● **MATERIAL FOR THIS TASK**
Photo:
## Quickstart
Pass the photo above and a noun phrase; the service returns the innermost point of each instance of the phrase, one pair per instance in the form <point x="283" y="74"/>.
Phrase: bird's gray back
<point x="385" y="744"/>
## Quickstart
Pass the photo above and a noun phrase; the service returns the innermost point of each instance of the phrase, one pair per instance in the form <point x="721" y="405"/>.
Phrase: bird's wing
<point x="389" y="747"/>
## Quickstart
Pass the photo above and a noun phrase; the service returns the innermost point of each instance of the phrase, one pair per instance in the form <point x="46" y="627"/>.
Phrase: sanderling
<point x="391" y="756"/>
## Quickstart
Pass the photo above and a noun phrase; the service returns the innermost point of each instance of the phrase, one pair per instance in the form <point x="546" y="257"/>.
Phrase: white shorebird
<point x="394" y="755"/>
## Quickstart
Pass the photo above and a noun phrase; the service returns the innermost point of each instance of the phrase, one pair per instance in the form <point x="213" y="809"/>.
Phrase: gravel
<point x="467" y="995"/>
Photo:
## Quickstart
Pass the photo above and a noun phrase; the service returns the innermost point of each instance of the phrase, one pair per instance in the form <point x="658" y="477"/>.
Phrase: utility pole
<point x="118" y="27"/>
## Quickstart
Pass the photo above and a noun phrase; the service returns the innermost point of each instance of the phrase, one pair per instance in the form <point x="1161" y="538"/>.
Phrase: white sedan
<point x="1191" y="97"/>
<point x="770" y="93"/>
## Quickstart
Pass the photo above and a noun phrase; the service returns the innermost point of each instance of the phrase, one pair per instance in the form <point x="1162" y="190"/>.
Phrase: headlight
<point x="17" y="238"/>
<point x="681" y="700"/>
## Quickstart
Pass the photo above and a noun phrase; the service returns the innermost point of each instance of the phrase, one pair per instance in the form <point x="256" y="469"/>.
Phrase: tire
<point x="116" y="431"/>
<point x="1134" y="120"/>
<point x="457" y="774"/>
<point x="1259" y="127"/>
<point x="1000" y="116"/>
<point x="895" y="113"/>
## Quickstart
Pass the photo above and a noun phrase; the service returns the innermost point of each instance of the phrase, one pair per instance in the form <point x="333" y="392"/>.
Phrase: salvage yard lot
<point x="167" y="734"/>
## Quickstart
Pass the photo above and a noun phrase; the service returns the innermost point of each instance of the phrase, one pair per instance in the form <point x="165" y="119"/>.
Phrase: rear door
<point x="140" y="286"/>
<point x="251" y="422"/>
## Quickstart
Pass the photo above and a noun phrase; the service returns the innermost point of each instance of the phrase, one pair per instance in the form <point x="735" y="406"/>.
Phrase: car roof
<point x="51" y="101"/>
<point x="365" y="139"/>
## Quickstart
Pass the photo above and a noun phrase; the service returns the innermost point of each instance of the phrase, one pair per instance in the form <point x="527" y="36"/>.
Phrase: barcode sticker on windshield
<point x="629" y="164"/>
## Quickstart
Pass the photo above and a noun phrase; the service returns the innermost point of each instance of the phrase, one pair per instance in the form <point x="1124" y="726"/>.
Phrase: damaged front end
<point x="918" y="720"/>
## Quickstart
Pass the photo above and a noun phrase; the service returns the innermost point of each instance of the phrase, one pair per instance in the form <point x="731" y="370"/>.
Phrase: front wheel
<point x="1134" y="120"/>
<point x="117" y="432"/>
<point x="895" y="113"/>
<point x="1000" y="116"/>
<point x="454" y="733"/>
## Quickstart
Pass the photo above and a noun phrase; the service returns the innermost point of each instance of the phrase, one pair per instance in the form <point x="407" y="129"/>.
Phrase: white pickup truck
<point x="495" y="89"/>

● **ACTIVITY**
Reproduce all of the listing, exactly as given.

● **SOLUTION TO THE EXERCISE**
Photo:
## Quickstart
Pass the photo above and a noun phrase; the service returns the innermost point of each instance of the phrase, one pair per instance in the form <point x="283" y="74"/>.
Phrase: bird's gray back
<point x="385" y="744"/>
## Quickstart
Pass the photo above and a noun phrase; the service returns the innermost point of each instance of the phrase, one pair per instance in the form <point x="721" y="405"/>.
Phrase: bird's wing
<point x="389" y="747"/>
## Quickstart
Pass the photo above and a noun phrase; the service returns the innermost point of each instance of the phrase, one pair per instance in the form <point x="46" y="627"/>.
Phrase: sanderling
<point x="391" y="756"/>
## Quickstart
Pass the photo above and a noun phrase; the service returns the innermost point of each instance of the phrase, one pair per instance in the form <point x="546" y="257"/>.
Phrase: white shorebird
<point x="394" y="755"/>
## Quickstart
Pass the photo above and a noun phrase; the service returns the innermost point of each instance of the phrase, one pair per instance in the form <point x="213" y="809"/>.
Phrase: gravel
<point x="467" y="995"/>
Photo:
## Quickstart
Pass the photo above and a noun phrase; the service returns the innermost point of each instance of the phrase, one pair per instance in the form <point x="658" y="477"/>.
Phrase: utility pole
<point x="118" y="27"/>
## Quickstart
Pass the photo above and a noun phrase; the service returns the innermost point of each instance of the phrase, one pair per instance in the form <point x="1161" y="538"/>.
Phrase: white sedan
<point x="1191" y="97"/>
<point x="770" y="93"/>
## Quickstart
Pass the photo above and a noun phrase; the service returns the innermost point of each instance of the phrase, one pair per instance in the form <point x="1162" y="190"/>.
Phrase: headlight
<point x="17" y="238"/>
<point x="681" y="700"/>
## Quickstart
Pass the photo above and a noun phrase; the service returns the innermost point of each instance of the phrase, one pair per instance in the form <point x="256" y="469"/>.
Phrase: tire
<point x="116" y="431"/>
<point x="1134" y="120"/>
<point x="457" y="774"/>
<point x="1259" y="127"/>
<point x="1000" y="116"/>
<point x="895" y="113"/>
## Quickstart
Pass the photo above and a noun phrase; the service returns the innermost point of each instance of the phrase, one pair per instance in the form <point x="333" y="392"/>.
Phrase: salvage yard lot
<point x="167" y="734"/>
## Quickstart
Pass the photo above and a noun phrase; the service returns the innermost point of each instance of the phrase, one pair per instance in the form <point x="165" y="119"/>.
Phrase: rear door
<point x="140" y="286"/>
<point x="251" y="422"/>
## Quickstart
Pass the photo above and a noun phrase; the service returns the innermost point of each instance of the phrase, one pair per instance in the form <point x="735" y="406"/>.
Phrase: car roof
<point x="51" y="101"/>
<point x="365" y="139"/>
## Quickstart
Pass the photo above and a noun phrase; the service returns the innermost point of each instance of the phrase, one pair per instance in the form <point x="527" y="36"/>.
Phrase: barcode sticker on windshield
<point x="629" y="164"/>
## Quickstart
Pass the photo above and a noun phrase; the service returns the innermost point of each instance of the phrase, one pair per instance in the form <point x="1124" y="726"/>.
Phrase: damaged front end
<point x="918" y="720"/>
## Quickstart
Pass the photo above and a noun phrase; the service returns the innermost point of each instance of the phrase, one pair per instance in the form <point x="731" y="370"/>.
Phrase: front wheel
<point x="1134" y="120"/>
<point x="117" y="432"/>
<point x="895" y="113"/>
<point x="1000" y="116"/>
<point x="454" y="733"/>
## Quickstart
Pass the photo above and a noun phrase; the service returns the innermost point of each instance of the phrase, one pair per instance in the form <point x="407" y="129"/>.
Phrase: white pickup truck
<point x="495" y="89"/>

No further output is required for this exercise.